_What needs to be done_.
Please swap "drop a point" for "place a marker" in every line of the data below, and write all the lines out again with nothing else changed.
-- Start of Working data --
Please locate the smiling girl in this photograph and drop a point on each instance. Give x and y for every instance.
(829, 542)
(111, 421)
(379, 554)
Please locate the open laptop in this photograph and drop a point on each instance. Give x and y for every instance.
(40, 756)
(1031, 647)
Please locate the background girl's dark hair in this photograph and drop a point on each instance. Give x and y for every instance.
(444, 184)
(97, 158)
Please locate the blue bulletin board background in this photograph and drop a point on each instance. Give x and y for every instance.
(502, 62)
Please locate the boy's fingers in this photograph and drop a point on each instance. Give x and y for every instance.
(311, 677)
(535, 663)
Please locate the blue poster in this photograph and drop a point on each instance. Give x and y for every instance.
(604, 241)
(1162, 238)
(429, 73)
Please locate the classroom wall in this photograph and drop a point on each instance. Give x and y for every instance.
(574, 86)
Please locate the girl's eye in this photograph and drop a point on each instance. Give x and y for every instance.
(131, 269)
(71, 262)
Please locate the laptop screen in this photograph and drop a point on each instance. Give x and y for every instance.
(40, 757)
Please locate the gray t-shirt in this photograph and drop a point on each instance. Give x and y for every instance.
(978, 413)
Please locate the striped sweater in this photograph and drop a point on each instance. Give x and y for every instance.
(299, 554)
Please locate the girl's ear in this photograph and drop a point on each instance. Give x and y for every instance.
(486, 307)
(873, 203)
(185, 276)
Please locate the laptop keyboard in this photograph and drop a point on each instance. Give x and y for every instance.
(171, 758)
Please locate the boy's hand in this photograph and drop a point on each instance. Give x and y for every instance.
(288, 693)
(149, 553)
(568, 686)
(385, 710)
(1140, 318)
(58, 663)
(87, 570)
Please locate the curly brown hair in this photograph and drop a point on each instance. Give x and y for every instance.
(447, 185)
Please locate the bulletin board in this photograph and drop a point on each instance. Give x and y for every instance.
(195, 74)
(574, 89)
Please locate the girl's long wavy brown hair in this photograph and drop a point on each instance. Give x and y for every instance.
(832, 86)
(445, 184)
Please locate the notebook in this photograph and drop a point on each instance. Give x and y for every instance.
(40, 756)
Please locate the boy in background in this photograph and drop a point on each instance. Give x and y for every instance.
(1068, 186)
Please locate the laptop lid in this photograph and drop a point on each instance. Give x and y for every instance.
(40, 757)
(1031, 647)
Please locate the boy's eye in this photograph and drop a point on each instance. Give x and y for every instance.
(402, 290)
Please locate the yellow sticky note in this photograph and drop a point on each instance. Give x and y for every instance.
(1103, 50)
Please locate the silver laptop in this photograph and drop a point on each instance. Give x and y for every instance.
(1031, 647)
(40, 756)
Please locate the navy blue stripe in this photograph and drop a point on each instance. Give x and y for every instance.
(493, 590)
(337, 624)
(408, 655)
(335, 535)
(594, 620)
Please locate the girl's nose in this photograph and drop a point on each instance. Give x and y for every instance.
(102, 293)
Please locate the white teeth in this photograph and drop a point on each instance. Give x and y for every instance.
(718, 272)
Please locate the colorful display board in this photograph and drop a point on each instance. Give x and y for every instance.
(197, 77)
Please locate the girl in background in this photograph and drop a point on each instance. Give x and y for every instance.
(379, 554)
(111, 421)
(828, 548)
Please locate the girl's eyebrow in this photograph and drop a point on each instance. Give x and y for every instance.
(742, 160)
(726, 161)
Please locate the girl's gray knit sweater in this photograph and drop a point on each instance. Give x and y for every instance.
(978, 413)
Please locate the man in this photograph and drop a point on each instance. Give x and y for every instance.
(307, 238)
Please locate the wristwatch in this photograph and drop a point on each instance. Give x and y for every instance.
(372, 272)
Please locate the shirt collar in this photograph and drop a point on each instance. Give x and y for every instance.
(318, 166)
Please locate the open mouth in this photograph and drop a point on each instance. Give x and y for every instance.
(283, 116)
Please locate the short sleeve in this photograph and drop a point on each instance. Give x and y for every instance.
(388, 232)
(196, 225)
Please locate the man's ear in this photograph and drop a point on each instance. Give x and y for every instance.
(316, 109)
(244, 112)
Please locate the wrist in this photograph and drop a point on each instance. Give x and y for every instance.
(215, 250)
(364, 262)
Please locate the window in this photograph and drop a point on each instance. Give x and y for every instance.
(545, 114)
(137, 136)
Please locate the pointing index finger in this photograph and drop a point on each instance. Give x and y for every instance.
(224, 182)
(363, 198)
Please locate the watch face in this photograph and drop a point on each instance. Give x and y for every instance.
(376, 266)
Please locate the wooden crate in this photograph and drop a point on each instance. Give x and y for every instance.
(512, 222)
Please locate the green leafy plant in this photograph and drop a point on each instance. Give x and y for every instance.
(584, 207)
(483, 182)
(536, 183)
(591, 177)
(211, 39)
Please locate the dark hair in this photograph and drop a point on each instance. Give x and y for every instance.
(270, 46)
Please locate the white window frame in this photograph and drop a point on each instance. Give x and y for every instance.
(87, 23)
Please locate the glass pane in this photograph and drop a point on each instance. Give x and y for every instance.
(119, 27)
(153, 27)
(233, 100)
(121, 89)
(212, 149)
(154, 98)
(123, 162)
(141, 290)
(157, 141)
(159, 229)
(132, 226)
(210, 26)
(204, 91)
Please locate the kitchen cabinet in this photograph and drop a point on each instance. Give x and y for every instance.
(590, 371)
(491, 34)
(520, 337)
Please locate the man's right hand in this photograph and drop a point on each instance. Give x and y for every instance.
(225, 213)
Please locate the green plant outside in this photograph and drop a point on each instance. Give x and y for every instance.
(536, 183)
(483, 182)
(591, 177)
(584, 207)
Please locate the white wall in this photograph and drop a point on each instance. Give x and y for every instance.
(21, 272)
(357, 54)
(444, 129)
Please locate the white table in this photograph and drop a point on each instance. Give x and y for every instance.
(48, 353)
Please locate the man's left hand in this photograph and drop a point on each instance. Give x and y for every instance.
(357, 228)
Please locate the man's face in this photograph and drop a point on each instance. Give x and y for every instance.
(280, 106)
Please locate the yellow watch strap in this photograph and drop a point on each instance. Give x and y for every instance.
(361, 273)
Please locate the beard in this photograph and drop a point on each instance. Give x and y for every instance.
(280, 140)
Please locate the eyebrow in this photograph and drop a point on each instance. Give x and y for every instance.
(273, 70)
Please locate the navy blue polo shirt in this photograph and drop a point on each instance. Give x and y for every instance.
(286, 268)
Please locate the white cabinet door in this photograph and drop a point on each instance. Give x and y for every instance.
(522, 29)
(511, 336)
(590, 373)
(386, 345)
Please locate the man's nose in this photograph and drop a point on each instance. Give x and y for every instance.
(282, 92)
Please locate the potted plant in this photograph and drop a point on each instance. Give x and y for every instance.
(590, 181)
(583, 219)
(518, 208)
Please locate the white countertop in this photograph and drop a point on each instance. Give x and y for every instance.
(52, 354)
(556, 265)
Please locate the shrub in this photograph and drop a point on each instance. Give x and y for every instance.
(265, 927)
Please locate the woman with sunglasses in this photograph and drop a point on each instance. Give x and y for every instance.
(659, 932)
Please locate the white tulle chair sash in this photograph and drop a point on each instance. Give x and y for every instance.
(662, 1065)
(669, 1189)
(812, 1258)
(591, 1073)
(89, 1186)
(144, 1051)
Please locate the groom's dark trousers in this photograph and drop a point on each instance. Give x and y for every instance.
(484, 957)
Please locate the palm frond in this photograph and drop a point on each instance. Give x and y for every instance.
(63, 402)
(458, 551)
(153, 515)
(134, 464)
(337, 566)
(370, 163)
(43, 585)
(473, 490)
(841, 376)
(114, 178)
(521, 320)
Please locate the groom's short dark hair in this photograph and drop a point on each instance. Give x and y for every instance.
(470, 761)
-- End of Working data --
_Task result_.
Please locate the smiling girl in this photograph and place a marker on each instance. Give x and y for every instance.
(829, 542)
(111, 421)
(379, 554)
Please locate the open laptop in this photograph and place a marker on each instance. Give x and y for every instance.
(40, 756)
(1031, 647)
Please locate the background girl's dark hair in this photograph and place a marker on each instance. Give x and y for every instance.
(444, 184)
(97, 158)
Please locate the blue bulletin board background in this photograph and place a marker on each instance. Give x and y for every instance.
(502, 62)
Please locate the boy's fingers in this photograph and place a marker on each instance. Give x and y for every instance.
(311, 677)
(535, 663)
Please locate the blue poster in this photograph and place a marker on each instance. Give x and y for every instance.
(604, 241)
(1162, 238)
(429, 73)
Please locate the classroom wall in this photograph and place a marker on each instance. Give x and y for every instance.
(574, 86)
Please locate the girl's eye in this photograph and place a marker on each instance. Give x and y for every instance.
(131, 269)
(71, 262)
Please locate the laptop screen in this photograph and place a marker on each instance. Give x and y for every instance.
(40, 757)
Please locate the gray t-shirt in this photograph and place a marker on each instance. Give x and y for every instance.
(978, 413)
Please locate the striped sweater in this photograph and place a marker on each instance. Give x and y for every instance.
(299, 554)
Please locate the girl's ear in this photograph and place a marker on each instance. Give x and y for every instance.
(486, 307)
(873, 203)
(185, 276)
Please locate the laptop keyboard in this photograph and place a marker on each instance. Give x and y for every instance.
(171, 758)
Please locate the boy's hand in this photograph and place a marker on each instance. Give x and y for every instance.
(288, 693)
(149, 553)
(568, 686)
(385, 710)
(1140, 318)
(58, 663)
(87, 570)
Please locate the curly brown hair in this photograph and place a marker on each instance. Give x and y for every instance.
(447, 185)
Please locate the bulletin board in this photograph and place a marker on each instance. Give x and y for every instance.
(195, 74)
(574, 89)
Please locate the girl's long wavy brown hair in this photograph and place a marker on each instance. Give x and y for every instance.
(832, 86)
(445, 184)
Please locate the notebook in this photograph and place a marker on each instance. Give x and y for every instance.
(40, 756)
Please locate the boy in background in this photograph and place a marker on each instance. Give x and y for every instance.
(1068, 186)
Please locate the laptop lid in this photograph and place a marker on each instance. Give x and y for every instance.
(40, 757)
(1031, 647)
Please locate the boy's eye in this photograph and place a marker on each instance. Give x and y for every instance.
(402, 290)
Please locate the yellow sticky note in this photograph and place a marker on each instance. Give x and y for every instance.
(1103, 50)
Please locate the silver laptop in this photograph and place a marker on each instance. Give x and y for every instance.
(1031, 647)
(40, 756)
Please locate the navy blue stripe in this photograph and place a marker on each instance. Give x and y for every instance.
(493, 590)
(337, 624)
(408, 655)
(335, 535)
(594, 620)
Please locate the girl's nose in this photograph and place a marker on each instance. Give x and y for every instance.
(102, 293)
Please locate the white teeth in this photograph and place a marker on each instance. Give x and y for every instance.
(718, 272)
Please locate the colorful display board in this photograph and place a marker on each instance. Give x and y for every instance.
(197, 77)
Please locate the girl in background in this photograph and place a marker on each instance. Give x and y for every instance.
(379, 554)
(111, 421)
(828, 548)
Please locate the girl's eyebrow in this photograph and place a marker on each instance. Give x and y for every instance.
(742, 160)
(726, 161)
Please locate the girl's gray knit sweater in this photograph and place a marker on each instance. Give x and y for every instance.
(978, 413)
Please locate the man in this photograph and place a marker on each instance. Give x and y for every instance.
(307, 238)
Please locate the wristwatch in this photograph and place a marker on each instance. Give x and y for every instance.
(372, 272)
Please locate the shirt collar in this photograph and place a marker on each instance. Give x and y for every instance.
(318, 166)
Please locate the open mouth in this photograph and place a marker on each instance. Give x and y for every instance.
(283, 116)
Please locate the short sleeve in this photograph and place a marker on each instance. Give x and y for every instance.
(388, 232)
(196, 225)
Please locate the man's ear in this photograph and place a marker on each instance. Give x and y for every instance.
(316, 109)
(244, 112)
Please locate the wrist in this photograph and place a marker on each instance. Give x and y for every instance.
(215, 250)
(364, 262)
Please locate the window in this photograph and place a marker on each instance. Give x and y for every instance.
(545, 114)
(137, 136)
Please locate the pointing index finger in this photograph and place a marker on each instance. Give x and y for every instance.
(224, 182)
(363, 198)
Please locate the watch face in this photograph and place a marker on each instance. Give x and y for every instance.
(376, 266)
Please locate the wooden crate in this photograph and place a marker on each instance. Give x and y for every instance.
(512, 222)
Please locate the green leafy plant in this photograph and place a marker on each instance. Give x and y for every instance.
(584, 207)
(483, 182)
(536, 183)
(591, 177)
(211, 39)
Please locate the dark hair in this photograph and place a marker on each instance. Give x and y for every instance.
(270, 46)
Please locate the white window frame in this photograph and place a marker on each instance. Give x and y for every instance.
(87, 23)
Please locate the glass pane in this photograph and place a marker on each instance. Give x and y for every instance.
(119, 27)
(153, 27)
(233, 100)
(121, 89)
(212, 149)
(154, 98)
(123, 162)
(141, 290)
(157, 141)
(159, 229)
(132, 226)
(210, 26)
(204, 91)
Please locate the kitchen cabinet in this photograph and place a marker on each instance. Give x and y for every instance.
(590, 371)
(491, 34)
(520, 337)
Please locate the man's right hand in this photograph and place a marker on each instance. Give x and y for every instance.
(225, 213)
Please locate the green plant outside in this photograph and place a marker on each instance. Give x and y for every instance.
(536, 183)
(483, 182)
(591, 177)
(584, 207)
Please locate the white wall in this photograph and place a marker on each instance. Give x and y for every instance.
(21, 272)
(357, 54)
(444, 129)
Please locate the white table in this photograph and place a marker on each instance. Give x and y for every instance.
(48, 353)
Please locate the man's left hand in this photograph and place a marker on each instance. Give x and y for every instance.
(357, 228)
Please locate the man's face in this photograph and place a marker on each instance. Give x and y for every instance.
(280, 106)
Please locate the yellow watch strap in this photograph and place a marker on each instance. Give x and y for every instance.
(361, 273)
Please locate the beard in this photograph and place a marker on each instance. Give x and y for every instance.
(280, 140)
Please locate the eyebrow in this photograph and place a marker on each instance. Give x and y for every instance.
(273, 70)
Please locate the navy blue polo shirt in this photograph and place a marker on each instance. Give x and y for every instance.
(286, 268)
Please locate the white cabinet door in this photograph and place a marker on each instance. Give x and y for every instance.
(522, 29)
(511, 336)
(590, 373)
(386, 345)
Please locate the man's nose in this photograph and place a marker on each instance. Give x and y for every instance.
(282, 92)
Please locate the potted plant in this photograph and place a marker on each instance. Give x and y for every instance.
(590, 181)
(583, 219)
(518, 208)
Please locate the white countertop in this photograph and place a marker on each instance. Give x and y for every instance.
(52, 354)
(556, 265)
Please locate the shrub in this photograph and place a marker on each instance. Give x and y for every instance.
(265, 927)
Please locate the woman with sunglasses in this photograph and place a marker on each instance. Give x and y for every instance.
(659, 932)
Please locate the white tulle chair sash in this photograph and place a marker on each instance. Give x and y for every instance.
(662, 1065)
(669, 1189)
(812, 1258)
(591, 1073)
(89, 1186)
(144, 1051)
Please locate the groom's dark trousers in this photograph and place a marker on each instance. Give x and y for every instance.
(484, 957)
Please locate the palm frond in this photograph and place a marker on each instance. Give x and y for every instance.
(63, 402)
(458, 551)
(153, 515)
(134, 464)
(337, 566)
(370, 163)
(43, 585)
(473, 490)
(841, 376)
(114, 178)
(521, 320)
Please locate the groom's short dark hair in this photograph and place a marker on each instance. Give x and y for every instance.
(470, 761)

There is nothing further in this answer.